[Goal]
Print every entry below word for word, without altering anything.
----- Data entries
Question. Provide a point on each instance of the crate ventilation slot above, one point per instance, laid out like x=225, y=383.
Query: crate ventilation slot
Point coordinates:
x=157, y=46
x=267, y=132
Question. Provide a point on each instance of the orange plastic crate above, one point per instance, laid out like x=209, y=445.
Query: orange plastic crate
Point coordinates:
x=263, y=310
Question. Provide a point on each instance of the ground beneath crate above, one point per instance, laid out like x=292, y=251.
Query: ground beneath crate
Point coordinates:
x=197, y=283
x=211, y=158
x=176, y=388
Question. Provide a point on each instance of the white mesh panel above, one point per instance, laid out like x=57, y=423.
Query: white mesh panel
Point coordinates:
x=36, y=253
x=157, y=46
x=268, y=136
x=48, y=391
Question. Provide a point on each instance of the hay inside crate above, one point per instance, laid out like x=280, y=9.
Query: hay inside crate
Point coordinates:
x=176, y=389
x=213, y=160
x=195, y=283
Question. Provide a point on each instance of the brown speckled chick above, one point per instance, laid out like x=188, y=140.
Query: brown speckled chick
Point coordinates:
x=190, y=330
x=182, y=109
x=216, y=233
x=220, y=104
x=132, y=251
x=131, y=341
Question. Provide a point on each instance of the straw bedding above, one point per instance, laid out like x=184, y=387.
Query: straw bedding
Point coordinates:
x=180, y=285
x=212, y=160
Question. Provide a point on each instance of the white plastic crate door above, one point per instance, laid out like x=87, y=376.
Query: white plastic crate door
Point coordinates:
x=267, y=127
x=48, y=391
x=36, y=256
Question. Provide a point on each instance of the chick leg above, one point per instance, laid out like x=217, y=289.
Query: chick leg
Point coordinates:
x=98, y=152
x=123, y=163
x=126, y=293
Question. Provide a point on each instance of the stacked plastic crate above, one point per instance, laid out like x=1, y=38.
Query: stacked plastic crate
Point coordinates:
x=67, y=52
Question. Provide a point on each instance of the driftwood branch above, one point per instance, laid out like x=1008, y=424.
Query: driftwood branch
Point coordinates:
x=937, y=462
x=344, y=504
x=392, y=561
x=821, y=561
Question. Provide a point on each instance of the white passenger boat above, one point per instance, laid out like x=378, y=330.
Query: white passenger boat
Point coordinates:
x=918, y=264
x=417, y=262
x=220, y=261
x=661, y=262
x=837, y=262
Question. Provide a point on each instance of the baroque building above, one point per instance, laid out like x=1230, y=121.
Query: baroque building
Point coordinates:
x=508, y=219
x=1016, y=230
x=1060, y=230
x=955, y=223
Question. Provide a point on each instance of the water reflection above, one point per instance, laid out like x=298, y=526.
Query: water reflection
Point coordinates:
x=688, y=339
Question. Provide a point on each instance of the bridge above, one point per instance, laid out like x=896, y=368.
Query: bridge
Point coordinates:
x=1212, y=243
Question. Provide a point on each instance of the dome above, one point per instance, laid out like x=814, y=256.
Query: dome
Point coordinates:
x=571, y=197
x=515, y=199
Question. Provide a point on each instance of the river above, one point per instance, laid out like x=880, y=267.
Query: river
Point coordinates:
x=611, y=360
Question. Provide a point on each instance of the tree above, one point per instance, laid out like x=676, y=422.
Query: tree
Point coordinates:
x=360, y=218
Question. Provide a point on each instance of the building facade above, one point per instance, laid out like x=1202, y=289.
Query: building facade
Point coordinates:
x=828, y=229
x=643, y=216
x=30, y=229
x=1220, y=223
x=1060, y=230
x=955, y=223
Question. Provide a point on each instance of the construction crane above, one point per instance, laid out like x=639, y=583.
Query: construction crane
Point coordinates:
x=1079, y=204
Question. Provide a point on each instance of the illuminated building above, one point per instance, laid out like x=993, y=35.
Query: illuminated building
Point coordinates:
----------
[Exercise response]
Question. Provide a point on each instance of the crate ventilation slot above, one point per instance, laid out like x=225, y=383.
Query: crate ventilation slot
Point coordinates:
x=157, y=46
x=267, y=132
Question. Provide a point on each instance of the orange plastic crate above, one point per instance, laid out like x=209, y=445.
Query: orange plastic crate
Point coordinates:
x=263, y=310
Question. Provide a point on each instance of the ground beneath crate above, one point per instance, laid out like x=292, y=251.
Query: ground beneath crate
Point coordinates:
x=197, y=283
x=211, y=158
x=176, y=388
Question. Provide a point on each instance of the white mesh panel above, one point per instance, laid out like x=57, y=423.
Query: white mesh panel
Point coordinates:
x=36, y=253
x=157, y=46
x=268, y=136
x=48, y=391
Question. Provide a point on each instance of the hay inside crate above, one point per instance, laid out like x=280, y=9.
Query: hay inside crate
Point coordinates:
x=176, y=389
x=213, y=160
x=195, y=283
Question. Provide a point on each instance of the brown speckled chick above, one point per instance, laid out like x=188, y=140.
Query: brown speckled chick
Point coordinates:
x=190, y=330
x=182, y=109
x=216, y=233
x=220, y=104
x=132, y=251
x=131, y=341
Question. Provide a point on each instance of the straw bedding above, one point per instance, laid out like x=184, y=387.
Query: straw bedding
Point coordinates:
x=180, y=285
x=212, y=160
Question. Provide a point on each instance of the white plastic crate door above, one point per instance, laid out like x=87, y=376.
Query: white plastic crate door
Point coordinates:
x=267, y=127
x=48, y=391
x=36, y=256
Question. Provide a point on each instance of the chick leg above, one point per instance, laid out like x=217, y=289.
Query: chick leg
Point coordinates:
x=98, y=152
x=123, y=163
x=126, y=293
Question. Provide a point on each instance of the stacked plastic crate above, one point per instance, laid out like x=1, y=38.
Query: stacked plastic crate
Point coordinates:
x=67, y=52
Question. Provide a point on each instance of the driftwood branch above, one point per instance, laid out like x=1008, y=424.
Query: driftwood branch
Point coordinates:
x=937, y=462
x=344, y=504
x=392, y=561
x=821, y=561
Question. Provide a point on each instance of the white passenger boat above, one point per instance, laid out like x=378, y=330.
Query: white passenger boat
Point coordinates:
x=918, y=264
x=417, y=262
x=220, y=261
x=661, y=262
x=837, y=262
Question. Provide a point on each instance of the baroque building above, one point per instance, laid out like x=1230, y=121.
Query: baroque building
Point coordinates:
x=508, y=219
x=1016, y=230
x=1060, y=230
x=955, y=223
Question. Provide a point on each instance of the water reflection above, one point per instance, laid out like x=298, y=526.
Query: water reflection
Point coordinates:
x=688, y=339
Question. Provide a point on each instance of the bridge above, one point per instance, laid out like x=896, y=368.
Query: bridge
Point coordinates:
x=1212, y=243
Question. Provide a point on each instance of the dome above, one point per instance, laid out like x=814, y=256.
Query: dome
Point coordinates:
x=571, y=197
x=515, y=199
Question. Provide a point on each instance of the river above, one point per instance, laid out like x=880, y=267.
Query: river
Point coordinates:
x=611, y=360
Question. Provide a point on each instance of the tree above, one point per instance, laid out like x=676, y=422.
Query: tree
Point coordinates:
x=360, y=218
Question. Provide a point on each instance of the building facade above, one point per instance, laid out like x=1202, y=289.
Query: building facade
Point coordinates:
x=828, y=229
x=643, y=216
x=30, y=229
x=1220, y=223
x=1060, y=230
x=955, y=223
Question. Provide a point on each instance of the construction crane above, one point per instance, laid out like x=639, y=583.
Query: construction crane
Point coordinates:
x=1079, y=204
Question. Provide a point on each instance of the illuminated building above, one point per instance, laid out like x=993, y=35.
Query: illuminated building
Point coordinates:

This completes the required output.